[ABOUT THIS EXERCISE]
Give the records again in full, exactly as written.

[Point localization data]
——

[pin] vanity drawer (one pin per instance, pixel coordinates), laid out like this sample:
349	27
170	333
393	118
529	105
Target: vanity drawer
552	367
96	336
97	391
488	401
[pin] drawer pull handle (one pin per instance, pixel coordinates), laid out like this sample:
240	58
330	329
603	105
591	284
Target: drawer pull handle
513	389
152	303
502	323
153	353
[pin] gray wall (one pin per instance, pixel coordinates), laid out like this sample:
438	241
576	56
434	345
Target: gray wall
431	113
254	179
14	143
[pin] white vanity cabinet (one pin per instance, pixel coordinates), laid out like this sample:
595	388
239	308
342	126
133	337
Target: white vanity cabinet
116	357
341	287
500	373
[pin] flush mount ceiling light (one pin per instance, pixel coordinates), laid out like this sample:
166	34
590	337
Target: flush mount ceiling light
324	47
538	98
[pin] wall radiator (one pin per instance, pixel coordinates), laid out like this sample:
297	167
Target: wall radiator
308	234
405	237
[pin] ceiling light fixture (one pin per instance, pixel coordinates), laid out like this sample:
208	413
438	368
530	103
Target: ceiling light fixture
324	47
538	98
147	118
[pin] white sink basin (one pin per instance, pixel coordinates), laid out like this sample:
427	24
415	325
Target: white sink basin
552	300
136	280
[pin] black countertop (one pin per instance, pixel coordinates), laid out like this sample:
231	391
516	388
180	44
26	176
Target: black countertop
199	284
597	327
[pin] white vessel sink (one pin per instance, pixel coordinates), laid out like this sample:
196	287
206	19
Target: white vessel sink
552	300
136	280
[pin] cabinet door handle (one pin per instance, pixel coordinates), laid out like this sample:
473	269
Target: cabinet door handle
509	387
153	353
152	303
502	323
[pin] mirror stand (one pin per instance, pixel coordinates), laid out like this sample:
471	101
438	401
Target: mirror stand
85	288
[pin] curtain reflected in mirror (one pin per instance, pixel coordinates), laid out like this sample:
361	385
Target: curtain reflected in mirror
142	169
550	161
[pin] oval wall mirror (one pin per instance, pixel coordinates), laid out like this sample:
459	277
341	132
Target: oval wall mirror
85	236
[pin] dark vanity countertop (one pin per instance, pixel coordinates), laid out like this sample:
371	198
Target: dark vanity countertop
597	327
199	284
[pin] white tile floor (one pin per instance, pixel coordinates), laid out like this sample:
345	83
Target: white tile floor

——

[ANSWER SECTION]
[pin] vanity drawer (one pin per instance, pixel coordinates), laid out like this sample:
349	27
170	333
393	118
529	105
Target: vanity drawer
552	367
96	336
97	391
488	401
[pin] drawer pull handle (one pin per instance, pixel coordinates), laid out like this sample:
240	58
330	329
603	105
591	284
Target: drawer pull handle
513	389
152	303
502	323
153	353
[pin] gray wall (one pin per instance, pixel coordinates), laid out like this sample:
438	241
576	56
434	345
Target: gray wall
431	113
254	179
14	143
[pin] white vanity cabinet (one pin per instance, pixel coordinates), laid out like this sample:
595	388
239	308
342	126
133	337
Target: white vanity cabinet
116	357
341	287
500	373
[pin] flush mount ceiling light (one pin per instance, pixel coordinates), laid out like this sample:
166	34
590	337
Target: flush mount ceiling light
324	47
538	98
[pin] wall radiator (one pin per instance, pixel coordinates), laid out like this sample:
297	167
Target: wall radiator
308	234
405	237
[pin] ceiling light fixture (one pin per instance, pixel coordinates), laid out like this sample:
208	413
438	368
530	103
Target: ceiling light fixture
324	47
538	98
147	118
[pin] white sink basin (one pin per instance, pixel coordinates), laid out like this sample:
427	24
415	325
Target: white sink basin
552	300
136	280
[pin] black countertop (one pin per instance, pixel coordinates), laid out like this sample:
231	391
516	388
180	44
26	176
Target: black countertop
199	284
597	327
[pin] white vessel sink (one pin per instance, pixel coordinates), laid out like this sample:
196	287
206	19
Target: white vessel sink
552	300
136	280
[pin] cabinet door handle (one pin per instance, pixel coordinates), laid out like this sample:
473	269
Target: cabinet door handle
509	387
153	353
152	303
502	323
[pin] mirror stand (one pin per instance, pixel coordinates), laid out like this sample:
471	101
438	401
Target: mirror stand
85	288
[pin] curtain reflected in mirror (one pin per instance, pixel coordinates), laid out like this sample:
361	385
Target: curtain reflected in mirror
142	169
550	161
[pin] oval wall mirror (one pin per instance, pixel coordinates), laid out like this sample:
459	277
341	132
Target: oval wall mirror
85	236
[pin] dark vanity countertop (one pin per instance, pixel coordinates), laid out like this sample:
371	198
Target: dark vanity countertop
597	327
199	284
[pin] white tile floor (one pin per instance, pixel coordinates), laid out like this sample:
345	83
Target: white tile floor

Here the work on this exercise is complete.